Activity → Repeat, without any change, the entries presented below.

Records provided →
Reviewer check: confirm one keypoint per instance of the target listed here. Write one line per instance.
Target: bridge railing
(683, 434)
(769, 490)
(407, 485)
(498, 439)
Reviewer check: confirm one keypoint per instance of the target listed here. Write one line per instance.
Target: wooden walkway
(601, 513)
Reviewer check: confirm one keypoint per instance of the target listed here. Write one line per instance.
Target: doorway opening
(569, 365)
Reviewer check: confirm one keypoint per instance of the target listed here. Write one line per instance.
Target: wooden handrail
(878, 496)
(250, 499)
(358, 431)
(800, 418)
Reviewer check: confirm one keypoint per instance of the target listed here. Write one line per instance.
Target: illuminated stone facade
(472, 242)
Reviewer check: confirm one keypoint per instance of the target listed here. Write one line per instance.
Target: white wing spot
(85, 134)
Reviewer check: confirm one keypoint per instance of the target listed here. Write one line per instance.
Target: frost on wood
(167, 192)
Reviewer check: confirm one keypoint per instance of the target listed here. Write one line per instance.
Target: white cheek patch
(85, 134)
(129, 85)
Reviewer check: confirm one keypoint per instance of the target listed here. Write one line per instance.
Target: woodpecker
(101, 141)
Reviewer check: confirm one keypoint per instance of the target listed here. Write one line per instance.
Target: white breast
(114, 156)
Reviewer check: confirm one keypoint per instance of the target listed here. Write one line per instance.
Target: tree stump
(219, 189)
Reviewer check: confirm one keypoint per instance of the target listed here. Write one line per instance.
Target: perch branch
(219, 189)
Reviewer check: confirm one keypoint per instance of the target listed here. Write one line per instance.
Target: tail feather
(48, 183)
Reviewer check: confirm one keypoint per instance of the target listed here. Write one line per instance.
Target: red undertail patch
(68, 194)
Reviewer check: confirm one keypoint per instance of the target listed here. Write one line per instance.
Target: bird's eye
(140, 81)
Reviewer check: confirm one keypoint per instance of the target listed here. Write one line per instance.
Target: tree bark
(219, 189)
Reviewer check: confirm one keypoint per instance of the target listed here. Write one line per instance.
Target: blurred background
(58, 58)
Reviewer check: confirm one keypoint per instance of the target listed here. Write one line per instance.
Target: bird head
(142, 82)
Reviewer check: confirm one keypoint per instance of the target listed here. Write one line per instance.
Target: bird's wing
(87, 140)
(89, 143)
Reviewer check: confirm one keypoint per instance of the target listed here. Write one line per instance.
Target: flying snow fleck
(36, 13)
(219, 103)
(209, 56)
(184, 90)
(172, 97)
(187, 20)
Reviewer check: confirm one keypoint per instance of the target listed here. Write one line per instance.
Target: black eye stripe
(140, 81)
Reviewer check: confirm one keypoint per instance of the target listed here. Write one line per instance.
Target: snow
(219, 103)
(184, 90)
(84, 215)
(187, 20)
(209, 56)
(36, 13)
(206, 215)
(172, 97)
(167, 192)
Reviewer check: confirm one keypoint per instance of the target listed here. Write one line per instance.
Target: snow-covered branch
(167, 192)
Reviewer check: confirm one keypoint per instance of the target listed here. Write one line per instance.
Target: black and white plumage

Output of the task →
Reviewer check: confirm one keypoint per instance of the target listed here. Write one line per instance.
Target: bridge railing
(683, 434)
(769, 490)
(407, 485)
(498, 439)
Reviewer check: confirm one keypoint per instance of the target listed here. Write one line per instance.
Target: wooden walkway
(601, 513)
Reviewer check: confirm one keypoint per instance of the target listed here. Write one line per instance.
Target: doorway opening
(569, 365)
Reviewer check: confirm one keypoint per instance of the target listed here. Write one line per instance.
Target: wooden handrail
(878, 496)
(250, 499)
(358, 431)
(800, 418)
Reviewer check: confirm one keypoint per instance of the target listed here. Write one line per instance.
Target: illuminated stone facade
(472, 242)
Reviewer check: confirm one keypoint per instance of the target listed here. Write one line per instance.
Target: white wing spot
(85, 134)
Reviewer check: confirm one keypoint per instance of the target listed here. Write one line per instance.
Target: frost on wood
(167, 192)
Reviewer check: confirm one keypoint per instance of the target listed here. Write one line per instance.
Target: white cheek patch
(85, 134)
(129, 85)
Reviewer check: confirm one keypoint per instance of the target listed here. Write one line per instance.
Target: woodpecker
(101, 141)
Reviewer check: confirm one keypoint per instance of the target listed here. Write one line per instance.
Target: white breast
(114, 156)
Reviewer check: confirm one keypoint per instance of the target listed here. Write one line per instance.
Target: tree stump
(219, 189)
Reviewer check: confirm one keypoint per instance of the target listed here. Write one line per instance.
Target: perch branch
(219, 189)
Reviewer check: confirm one keypoint per instance of the target listed here. Write one line per instance.
Target: tail feather
(48, 183)
Reviewer check: confirm one keypoint per instance of the target listed here. Write one line per instance.
Target: red undertail patch
(68, 194)
Reviewer check: confirm one keypoint per instance of the target listed here. Write one line per instance.
Target: bird's eye
(140, 81)
Reviewer check: confirm one keypoint per instance of the target listed here. Write one line per instance.
Target: tree bark
(219, 189)
Reviewer check: confirm one keypoint per instance of the target listed here. Write one line per instance.
Target: blurred background
(58, 58)
Reviewer check: confirm one keypoint per instance of the target listed here. Write one line per instance.
Target: bird head
(142, 82)
Reviewer check: confirm one keypoint per instance of the target listed here. Write one line per instance.
Target: bird's wing
(87, 140)
(89, 143)
Reviewer check: confirm one keypoint per instance of the target listed here. Write one line per instance.
Target: flying snow fleck
(36, 13)
(219, 103)
(209, 56)
(184, 90)
(172, 97)
(187, 20)
Reviewer check: confirm one keypoint per instance of the target listed here. Write one line per instance.
Target: black eye stripe
(140, 81)
Reviewer check: confirm one keypoint per instance of the target listed here. Write one line per instance.
Target: snow
(219, 103)
(184, 90)
(84, 215)
(187, 20)
(209, 56)
(36, 13)
(206, 215)
(172, 97)
(167, 192)
Reviewer check: confirm one keypoint per instance of the target listed here. Write one line per instance.
Target: snow-covered branch
(167, 192)
Reviewer check: confirm one keypoint per instance of the target listed here. Write one line per instance.
Target: black and white plumage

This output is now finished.